Stated problem A:
State how many lines of the listing contain the string "lace", counting only matches with the same letter case, and give only that number.

Extract:
# # # # #
For some reason, these are the numbers that stick out in my head, but I can look in the am before I leave for work.

5200 on the duramax and 4800 on the 6.0 ???

Could be way wrong too.


----------



## snowplow'd (Feb 15, 2018)

Philbilly2 said:


> For some reason, these are the numbers that stick out in my head, but I can look in the am before I leave for work.
> 
> 5200 on the duramax and 4800 on the 6.0 ???
> 
> Could be way wrong too.


ya my duramax has 5200lb but i was told there are 3 different front ends 5200 5600 and 6000 i was just curious which one you were running the mvp3 on cause I'm going to be running it on a 5200


----------



## Newdude (Dec 4, 2006)

Plow prep front GAWR for gas crew short is 5200lbs, diesel are all 6000lbs for all cabs. If you have anything less on diesel, then no plow prep. Gas, some 2500 hd wheelbases, and all 1 ton gas have a 5600lbs plow prep front GAWR.


----------



## Philbilly2 (Aug 25, 2007)

snowplow'd said:


> ya my duramax has 5200lb but i was told there are 3 different front ends 5200 5600 and 6000 i was just curious which one you were running the mvp3 on cause I'm going to be running it on a 5200


Checked this am before I hit the road...

Duramax is a 5200 
and
6.oL is a 4800


----------



## Philbilly2 (Aug 25, 2007)
# # # # #
Stated problem B:
Continue the forum thread about front axle weight ratings on plow trucks, starting right after its last line.

[Excerpts of location labeling data]
# # # # #
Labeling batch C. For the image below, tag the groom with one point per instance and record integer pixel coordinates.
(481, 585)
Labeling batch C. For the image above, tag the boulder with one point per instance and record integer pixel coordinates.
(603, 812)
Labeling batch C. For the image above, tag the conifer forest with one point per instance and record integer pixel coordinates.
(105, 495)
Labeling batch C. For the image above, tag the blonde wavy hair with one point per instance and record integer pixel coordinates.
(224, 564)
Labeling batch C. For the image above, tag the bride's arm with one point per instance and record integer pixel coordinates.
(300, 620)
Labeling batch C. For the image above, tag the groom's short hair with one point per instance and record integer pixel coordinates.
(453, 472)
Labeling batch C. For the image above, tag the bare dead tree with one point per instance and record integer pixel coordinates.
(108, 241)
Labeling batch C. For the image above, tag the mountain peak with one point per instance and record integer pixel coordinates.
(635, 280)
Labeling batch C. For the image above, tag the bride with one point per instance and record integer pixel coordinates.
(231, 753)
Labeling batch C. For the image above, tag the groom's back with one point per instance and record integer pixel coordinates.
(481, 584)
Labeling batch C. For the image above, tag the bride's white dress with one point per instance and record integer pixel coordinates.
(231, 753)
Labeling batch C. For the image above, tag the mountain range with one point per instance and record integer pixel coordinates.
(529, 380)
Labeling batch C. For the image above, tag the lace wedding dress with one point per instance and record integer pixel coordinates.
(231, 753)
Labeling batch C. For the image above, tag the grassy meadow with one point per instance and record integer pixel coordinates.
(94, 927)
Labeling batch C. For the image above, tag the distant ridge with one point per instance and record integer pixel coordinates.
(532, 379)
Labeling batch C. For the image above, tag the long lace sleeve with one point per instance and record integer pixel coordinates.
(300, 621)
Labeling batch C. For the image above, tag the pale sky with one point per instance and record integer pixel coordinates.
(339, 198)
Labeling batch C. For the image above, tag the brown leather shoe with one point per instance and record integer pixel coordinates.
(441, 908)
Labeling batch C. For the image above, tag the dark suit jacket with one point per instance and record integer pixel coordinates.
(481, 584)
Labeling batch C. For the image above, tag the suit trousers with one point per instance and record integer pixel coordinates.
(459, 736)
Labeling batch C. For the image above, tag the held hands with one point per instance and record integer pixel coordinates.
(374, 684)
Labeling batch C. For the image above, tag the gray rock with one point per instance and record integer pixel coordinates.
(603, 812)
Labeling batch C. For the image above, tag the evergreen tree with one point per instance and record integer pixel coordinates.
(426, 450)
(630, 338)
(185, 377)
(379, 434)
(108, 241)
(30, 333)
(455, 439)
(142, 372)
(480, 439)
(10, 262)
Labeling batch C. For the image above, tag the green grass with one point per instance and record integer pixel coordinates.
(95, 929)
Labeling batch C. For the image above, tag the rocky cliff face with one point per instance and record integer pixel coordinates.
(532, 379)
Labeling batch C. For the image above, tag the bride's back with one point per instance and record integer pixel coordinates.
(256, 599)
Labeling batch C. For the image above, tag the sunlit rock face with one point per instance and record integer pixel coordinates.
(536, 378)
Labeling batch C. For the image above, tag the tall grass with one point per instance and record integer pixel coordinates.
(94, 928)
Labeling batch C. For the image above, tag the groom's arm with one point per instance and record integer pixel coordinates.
# # # # #
Task result A:
2

Task result B:
Philbilly2 said:


> Checked this am before I hit the road...
> 
> Duramax is a 5200
> and
> 6.oL is a 4800


And I also should add, the 6.0L truck is a SRW 1 ton


----------



## midnight pumpkin (Jan 27, 2017)

PLOWMAN45 said:


> yeah for this reg cab that i have im gonna bf good rich ko2


But he said "good" tires


----------



## Philbilly2 (Aug 25, 2007)

This is when I would use the "dislike" button or the button I recommended in the H&S thread...


----------



## Dean McComb (Dec 1, 2017)

PLOWMAN45 said:


> im asking how people like it


I have an 8'-6" Meyer Super V2 on a 2018 Chevy Duramax crew cab shortbox. I oredered it with the plow prep package and I'm very happy with the setup. I have a box behind the wheel wells that weighs 600 pounds with the tube sand in it.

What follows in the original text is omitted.